▶ [TEXT SEGMENT]:

::::::

By Barry Schrader Senior Columnist...................June 12, 2012

The great-great-great grandson of Sycamore abolitionist David West was in the area recently on business and decided to visit the Elmwood Cemetery, where he knows his ancestor is interred.

Harlen Persinger, a photojournalist, resides in Milwaukee and had been to the cemetery in the 1990s researching the family’s history. He also has a farm in Iowa.

Despite the fact that the cemetery’s records before 1910 had been lost, he still was able to find some West family tombstones. He showed me four similar markers in a row that were all so weather-worn the lettering was obliterated except for the last one.

That one has the initials S.L.W. on it and nothing else. He identified that ancestor as Sara Louise West, who had not married and died here in 1903. The crumbling marker next to it he believes is the one for David West, who died in 1890 at age 84.

Harlen Persinger pauses behind the crumbling grave marker he believes belongs to his ancestor David West in Sycamore’s Elmwood Cemetery. The marker at right has the initials S.L.W. which stand for Sara Louise West. (Barry Schrader photo)

The other two he theorizes belong to West’s first and second wives: Sarah, who died in 1849, and Lucinda, who died in 1884. I photographed him with the damaged stone and the one next to it with the initials still visible. They are in a row south of the large Ellwood family tombstones.

He provided some family history and his lineage, so I decided to look further into this fascinating man’s life by perusing files at the Sycamore History Museum and the Joiner History Room.

Much has been published about the Underground Railroad, which harbored runaway slaves before the Civil War, and involved residents of DeKalb County who assisted them in their flight to Canada.

West was one of the better-known abolitionists who provided a hiding place in his barn or corncrib that contained an underground room. He also built a special wagon with a roof and canvas sides that concealed the occupants as he and his son Elias shuttled them to the next station on the road to freedom.

::::::

Extend the column about Sycamore abolitionist David West past its last paragraph.

▶ [EXTRACTED ENTRIES]:
::::::

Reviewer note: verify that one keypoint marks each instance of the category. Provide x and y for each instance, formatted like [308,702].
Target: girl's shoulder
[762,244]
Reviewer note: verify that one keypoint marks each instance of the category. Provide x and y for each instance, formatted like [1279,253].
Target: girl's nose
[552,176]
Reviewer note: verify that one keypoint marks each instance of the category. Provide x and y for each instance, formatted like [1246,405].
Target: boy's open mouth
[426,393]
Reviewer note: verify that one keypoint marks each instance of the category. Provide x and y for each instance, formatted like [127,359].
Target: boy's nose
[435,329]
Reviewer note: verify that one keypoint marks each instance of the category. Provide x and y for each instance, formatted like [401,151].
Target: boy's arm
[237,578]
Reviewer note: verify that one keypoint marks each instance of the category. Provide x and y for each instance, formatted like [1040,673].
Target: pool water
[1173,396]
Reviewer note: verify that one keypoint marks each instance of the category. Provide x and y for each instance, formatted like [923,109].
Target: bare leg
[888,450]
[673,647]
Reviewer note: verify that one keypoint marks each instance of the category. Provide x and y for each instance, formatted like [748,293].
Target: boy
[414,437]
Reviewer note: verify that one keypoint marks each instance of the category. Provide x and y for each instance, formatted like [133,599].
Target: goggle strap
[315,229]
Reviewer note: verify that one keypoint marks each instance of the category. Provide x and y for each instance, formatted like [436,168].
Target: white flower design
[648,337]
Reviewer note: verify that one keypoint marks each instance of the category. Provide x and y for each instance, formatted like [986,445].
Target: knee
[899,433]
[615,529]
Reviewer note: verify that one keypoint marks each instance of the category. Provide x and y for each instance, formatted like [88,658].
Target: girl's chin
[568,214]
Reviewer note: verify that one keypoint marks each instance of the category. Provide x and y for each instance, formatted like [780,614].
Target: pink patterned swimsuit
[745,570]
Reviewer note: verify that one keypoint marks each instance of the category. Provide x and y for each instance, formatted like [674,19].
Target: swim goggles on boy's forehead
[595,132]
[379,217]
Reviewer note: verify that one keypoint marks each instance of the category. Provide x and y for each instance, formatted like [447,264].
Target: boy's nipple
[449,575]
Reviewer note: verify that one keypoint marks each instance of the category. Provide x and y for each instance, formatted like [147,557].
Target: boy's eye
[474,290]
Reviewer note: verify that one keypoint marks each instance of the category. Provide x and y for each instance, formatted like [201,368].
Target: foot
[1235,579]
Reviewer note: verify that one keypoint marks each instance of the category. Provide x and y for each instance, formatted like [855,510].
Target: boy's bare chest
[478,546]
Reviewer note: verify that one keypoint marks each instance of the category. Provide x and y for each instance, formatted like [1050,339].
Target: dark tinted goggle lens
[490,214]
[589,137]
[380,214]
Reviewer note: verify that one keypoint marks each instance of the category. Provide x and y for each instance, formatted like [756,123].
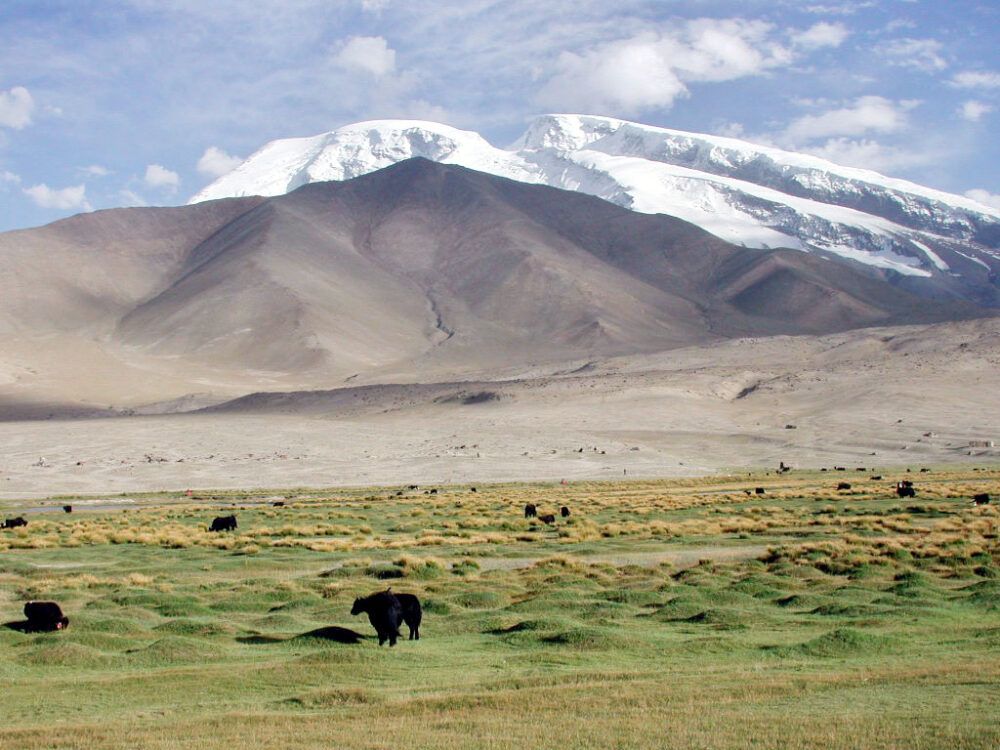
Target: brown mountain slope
[419,271]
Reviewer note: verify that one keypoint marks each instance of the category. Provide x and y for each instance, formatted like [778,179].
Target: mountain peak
[747,194]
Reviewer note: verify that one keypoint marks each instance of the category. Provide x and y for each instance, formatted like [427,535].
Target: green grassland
[660,614]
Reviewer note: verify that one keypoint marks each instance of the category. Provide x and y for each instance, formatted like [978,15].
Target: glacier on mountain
[745,193]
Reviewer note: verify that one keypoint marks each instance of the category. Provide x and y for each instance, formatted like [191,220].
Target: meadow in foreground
[676,613]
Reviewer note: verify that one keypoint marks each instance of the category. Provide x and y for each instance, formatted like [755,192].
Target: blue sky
[143,102]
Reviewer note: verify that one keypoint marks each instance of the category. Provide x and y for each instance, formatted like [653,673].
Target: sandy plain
[913,396]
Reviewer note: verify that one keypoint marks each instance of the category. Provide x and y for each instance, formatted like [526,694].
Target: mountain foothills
[419,272]
[931,242]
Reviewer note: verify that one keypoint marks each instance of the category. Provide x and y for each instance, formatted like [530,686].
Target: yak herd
[387,610]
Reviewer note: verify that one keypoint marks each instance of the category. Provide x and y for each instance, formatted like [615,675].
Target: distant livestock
[384,613]
[223,523]
[45,616]
[410,611]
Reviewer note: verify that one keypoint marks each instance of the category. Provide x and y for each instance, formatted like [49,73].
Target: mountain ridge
[758,196]
[420,272]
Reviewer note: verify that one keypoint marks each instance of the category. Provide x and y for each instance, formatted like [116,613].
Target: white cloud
[897,24]
[984,196]
[973,110]
[652,68]
[215,162]
[158,176]
[730,130]
[61,198]
[370,54]
[867,114]
[130,198]
[869,154]
[16,106]
[821,35]
[841,9]
[976,79]
[921,54]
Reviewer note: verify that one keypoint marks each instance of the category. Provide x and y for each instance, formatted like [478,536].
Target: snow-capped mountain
[934,242]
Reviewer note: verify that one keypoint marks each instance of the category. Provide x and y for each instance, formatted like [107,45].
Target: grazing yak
[223,523]
[410,611]
[384,613]
[45,616]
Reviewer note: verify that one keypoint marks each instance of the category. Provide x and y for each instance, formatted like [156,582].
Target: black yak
[384,613]
[223,523]
[410,611]
[45,616]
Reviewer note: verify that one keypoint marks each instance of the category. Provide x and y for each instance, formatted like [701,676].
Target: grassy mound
[173,650]
[55,653]
[841,643]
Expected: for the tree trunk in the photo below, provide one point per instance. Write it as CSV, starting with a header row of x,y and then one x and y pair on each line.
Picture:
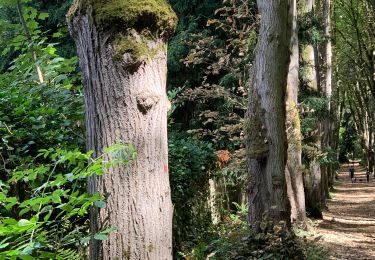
x,y
124,74
313,178
265,127
327,92
293,170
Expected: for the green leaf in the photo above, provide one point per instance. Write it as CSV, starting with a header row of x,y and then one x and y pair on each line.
x,y
43,16
100,204
100,236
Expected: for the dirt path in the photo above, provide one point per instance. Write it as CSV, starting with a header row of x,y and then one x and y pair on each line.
x,y
348,227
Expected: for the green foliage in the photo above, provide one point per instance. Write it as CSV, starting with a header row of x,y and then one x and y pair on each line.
x,y
50,219
157,15
190,164
234,239
311,29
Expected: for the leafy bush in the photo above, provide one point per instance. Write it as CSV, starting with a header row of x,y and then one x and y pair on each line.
x,y
50,219
190,164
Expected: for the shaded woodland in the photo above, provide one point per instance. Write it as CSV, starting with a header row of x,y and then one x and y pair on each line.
x,y
200,129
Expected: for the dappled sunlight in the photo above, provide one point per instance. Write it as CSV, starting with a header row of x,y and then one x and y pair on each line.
x,y
348,225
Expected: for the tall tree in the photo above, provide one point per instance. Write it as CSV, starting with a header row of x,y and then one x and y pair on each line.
x,y
313,178
265,127
31,43
293,171
122,49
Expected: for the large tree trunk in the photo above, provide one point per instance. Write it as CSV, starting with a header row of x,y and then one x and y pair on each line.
x,y
313,178
124,75
326,88
293,171
265,126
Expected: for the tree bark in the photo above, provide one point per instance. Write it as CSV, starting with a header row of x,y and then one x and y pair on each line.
x,y
293,170
126,102
265,125
327,92
313,178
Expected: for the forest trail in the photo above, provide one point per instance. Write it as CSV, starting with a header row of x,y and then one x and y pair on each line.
x,y
348,226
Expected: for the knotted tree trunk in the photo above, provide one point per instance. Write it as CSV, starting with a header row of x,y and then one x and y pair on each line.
x,y
265,127
122,49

::::::

▶ [ANSWER BELOW]:
A particularly interesting article, written by Lonny Cain, appeared in the Sycamore Sun-Tribune on Sept. 18, 1968. He was able to interview another descendant, Herbert West, then 81, who recalled stories his father had told many years earlier. His father was just a boy when his grandfather “Deacon” West began helping African-Americans who were fleeing the South for Canada.
It was a dangerous act of courage, as fugitive slave laws at the time enabled federal marshals and Southern sheriffs to pursue runaways for the reward money, which sometimes ran into the thousands of dollars. They didn’t hesitate to use their guns when chasing those suspected of transporting runaways. The law also called for a $1,000 fine for the offense and another $1,000 to be paid to the slave owner for damages. A federal prison sentence also could be imposed. All of this came to an end during the Civil War, when Southern lawmen no longer ventured this far north.

Persinger said he hopes to return again to do more family research, and wishes there could be a monument or marker erected honoring West and other local abolitionists whose acts of heroism enabled many slaves to reach their freedom. If anyone has information that would help him in his quest, he would like to be contacted by email at hlensphotos@wi.rr.com.

P.S. – There will be no column from me for the next four weeks as I am taking a vacation to travel out West to see our California friends.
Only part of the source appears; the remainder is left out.